┌─ Text passage

October is a memorial marker for me, like a temporal headstone in the year. It's not because of All Souls' Day or Dia de los Muertos, it's because I always seem to lose loved ones in October. It is the month that took my grandfather, then years later, my grandmother. It was also the month in which I lost my father. So when I see its balloon-like O come up in the calendar, I take a deep breath and grit my teeth.
The older I get the more loss I face. That's life, I guess. I know their is an adage that says 'time heals all wounds', that's a bit of a distortion if you ask me. Time forces us to step forward unceasingly, well, until our own denouement. Most of us are pretty "scarred up" by the time we reach 50 or 60, but having survived our losses, we've also learned some essential lessons about life.
I've learned to use October as a time to give thanks for those I've lost. It's a time to remember the sound of their voices and special things they said to me. I remember the best things we shared and replay memories of them as clearly as possible.
I can't count how many wonderful memories I have of my grandparents. They taught me to speak Spanish from the time I learned to speak. They taught me about my ethnic identity and about our culture. It didn't matter to them that I was born in the U.S., except that it meant I didn't need to earn my American citizenship. Papa taught to appreciate the flamenco. Mama taught me about Spanish food. Abuelo taught me about orgullo: pride, and the importance of doing well in school. Abuelita, who died when I was seven, taught me that a woman could meet the demands of anything asked of her. My father, who did not believe in God, gave me a sense of the whole world as a mysterious and sacred phenomenon. Their legacy is an enormous part of who I am.

└─
┌─ Data listing

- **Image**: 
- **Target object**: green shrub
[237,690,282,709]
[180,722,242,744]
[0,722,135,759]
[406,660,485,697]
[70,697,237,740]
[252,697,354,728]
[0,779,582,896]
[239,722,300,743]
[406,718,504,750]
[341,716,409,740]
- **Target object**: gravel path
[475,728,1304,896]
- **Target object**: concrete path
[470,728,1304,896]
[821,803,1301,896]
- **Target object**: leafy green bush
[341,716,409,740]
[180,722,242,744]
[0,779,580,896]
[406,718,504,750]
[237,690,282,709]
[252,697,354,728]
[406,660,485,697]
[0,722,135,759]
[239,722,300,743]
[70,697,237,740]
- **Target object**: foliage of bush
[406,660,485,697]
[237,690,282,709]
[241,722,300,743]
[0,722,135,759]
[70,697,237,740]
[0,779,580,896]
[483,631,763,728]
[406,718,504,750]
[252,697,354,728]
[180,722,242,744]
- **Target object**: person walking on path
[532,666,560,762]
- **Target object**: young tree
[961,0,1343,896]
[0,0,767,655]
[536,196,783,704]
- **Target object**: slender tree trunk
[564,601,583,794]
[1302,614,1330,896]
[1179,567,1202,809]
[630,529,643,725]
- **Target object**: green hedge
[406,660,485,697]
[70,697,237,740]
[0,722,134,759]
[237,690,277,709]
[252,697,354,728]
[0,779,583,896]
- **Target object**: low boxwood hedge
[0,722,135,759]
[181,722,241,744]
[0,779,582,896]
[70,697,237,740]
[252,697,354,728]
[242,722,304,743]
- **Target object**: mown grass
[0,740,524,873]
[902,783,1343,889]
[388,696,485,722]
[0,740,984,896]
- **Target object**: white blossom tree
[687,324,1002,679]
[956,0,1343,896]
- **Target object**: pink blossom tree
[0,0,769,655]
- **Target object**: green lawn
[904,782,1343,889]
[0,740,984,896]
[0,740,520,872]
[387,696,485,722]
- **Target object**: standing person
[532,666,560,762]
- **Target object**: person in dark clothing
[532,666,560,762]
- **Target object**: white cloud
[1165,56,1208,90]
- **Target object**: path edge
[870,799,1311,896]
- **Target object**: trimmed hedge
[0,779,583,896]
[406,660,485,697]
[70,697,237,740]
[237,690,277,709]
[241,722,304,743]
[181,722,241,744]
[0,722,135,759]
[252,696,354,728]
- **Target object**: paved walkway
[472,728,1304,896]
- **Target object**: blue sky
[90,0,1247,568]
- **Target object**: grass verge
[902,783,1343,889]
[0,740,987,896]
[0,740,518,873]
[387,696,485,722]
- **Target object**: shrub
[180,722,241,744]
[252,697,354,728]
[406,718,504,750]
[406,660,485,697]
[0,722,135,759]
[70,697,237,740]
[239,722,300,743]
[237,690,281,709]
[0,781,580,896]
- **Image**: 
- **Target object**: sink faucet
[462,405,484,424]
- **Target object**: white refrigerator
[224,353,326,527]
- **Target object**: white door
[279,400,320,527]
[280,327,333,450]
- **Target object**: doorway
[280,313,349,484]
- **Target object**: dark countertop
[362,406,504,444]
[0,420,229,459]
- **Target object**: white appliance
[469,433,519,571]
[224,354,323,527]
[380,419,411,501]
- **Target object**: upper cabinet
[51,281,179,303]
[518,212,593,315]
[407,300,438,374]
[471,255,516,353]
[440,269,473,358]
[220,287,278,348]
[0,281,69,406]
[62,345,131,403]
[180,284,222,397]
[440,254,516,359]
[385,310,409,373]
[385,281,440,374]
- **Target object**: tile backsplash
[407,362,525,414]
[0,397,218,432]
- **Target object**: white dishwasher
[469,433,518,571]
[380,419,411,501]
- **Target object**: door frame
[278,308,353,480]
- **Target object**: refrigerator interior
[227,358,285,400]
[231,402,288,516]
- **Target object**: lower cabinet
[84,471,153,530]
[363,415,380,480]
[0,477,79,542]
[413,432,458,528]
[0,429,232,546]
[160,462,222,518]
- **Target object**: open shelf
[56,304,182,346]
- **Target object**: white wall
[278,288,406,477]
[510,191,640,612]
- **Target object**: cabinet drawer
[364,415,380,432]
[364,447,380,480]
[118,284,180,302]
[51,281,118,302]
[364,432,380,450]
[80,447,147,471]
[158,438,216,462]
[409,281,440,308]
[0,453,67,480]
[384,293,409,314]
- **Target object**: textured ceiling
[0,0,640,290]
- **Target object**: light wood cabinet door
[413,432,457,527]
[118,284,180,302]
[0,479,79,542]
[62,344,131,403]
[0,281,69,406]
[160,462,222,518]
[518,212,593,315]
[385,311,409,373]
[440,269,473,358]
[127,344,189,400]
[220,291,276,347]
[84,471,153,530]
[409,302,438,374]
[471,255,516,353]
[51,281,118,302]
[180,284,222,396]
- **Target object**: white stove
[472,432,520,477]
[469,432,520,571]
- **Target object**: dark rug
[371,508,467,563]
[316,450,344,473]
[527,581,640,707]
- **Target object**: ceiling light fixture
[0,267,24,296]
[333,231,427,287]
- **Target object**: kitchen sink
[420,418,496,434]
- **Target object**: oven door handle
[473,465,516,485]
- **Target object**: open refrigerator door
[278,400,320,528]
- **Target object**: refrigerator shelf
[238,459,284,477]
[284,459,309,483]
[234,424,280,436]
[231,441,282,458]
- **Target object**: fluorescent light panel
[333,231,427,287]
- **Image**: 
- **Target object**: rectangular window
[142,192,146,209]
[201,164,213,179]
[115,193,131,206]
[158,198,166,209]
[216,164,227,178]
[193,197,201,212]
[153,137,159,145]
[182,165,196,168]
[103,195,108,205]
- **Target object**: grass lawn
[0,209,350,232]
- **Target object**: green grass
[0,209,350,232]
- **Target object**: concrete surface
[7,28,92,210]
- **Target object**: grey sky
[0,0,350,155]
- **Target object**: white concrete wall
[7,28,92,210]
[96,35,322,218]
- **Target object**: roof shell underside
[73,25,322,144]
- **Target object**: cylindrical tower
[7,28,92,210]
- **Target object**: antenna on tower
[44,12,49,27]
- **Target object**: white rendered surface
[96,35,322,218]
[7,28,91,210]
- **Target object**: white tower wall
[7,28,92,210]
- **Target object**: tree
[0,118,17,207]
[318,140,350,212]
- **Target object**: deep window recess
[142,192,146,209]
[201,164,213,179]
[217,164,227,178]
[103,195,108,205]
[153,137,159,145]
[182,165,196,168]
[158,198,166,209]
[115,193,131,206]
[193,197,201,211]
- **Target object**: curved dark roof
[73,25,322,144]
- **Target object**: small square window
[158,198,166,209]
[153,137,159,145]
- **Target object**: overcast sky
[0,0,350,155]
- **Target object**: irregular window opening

└─

Exercise -
Reproduce the essay on October and loss above word for word, from its first sentence to its last.

Task answer -
October is a memorial marker for me, like a temporal headstone in the year. It's not because of All Souls' Day or Dia de los Muertos, it's because I always seem to lose loved ones in October. It is the month that took my grandfather, then years later, my grandmother. It was also the month in which I lost my father. So when I see its balloon-like O come up in the calendar, I take a deep breath and grit my teeth.
The older I get the more loss I face. That's life, I guess. I know their is an adage that says 'time heals all wounds', that's a bit of a distortion if you ask me. Time forces us to step forward unceasingly, well, until our own denouement. Most of us are pretty "scarred up" by the time we reach 50 or 60, but having survived our losses, we've also learned some essential lessons about life.
I've learned to use October as a time to give thanks for those I've lost. It's a time to remember the sound of their voices and special things they said to me. I remember the best things we shared and replay memories of them as clearly as possible.
I can't count how many wonderful memories I have of my grandparents. They taught me to speak Spanish from the time I learned to speak. They taught me about my ethnic identity and about our culture. It didn't matter to them that I was born in the U.S., except that it meant I didn't need to earn my American citizenship. Papa taught to appreciate the flamenco. Mama taught me about Spanish food. Abuelo taught me about orgullo: pride, and the importance of doing well in school. Abuelita, who died when I was seven, taught me that a woman could meet the demands of anything asked of her. My father, who did not believe in God, gave me a sense of the whole world as a mysterious and sacred phenomenon. Their legacy is an enormous part of who I am.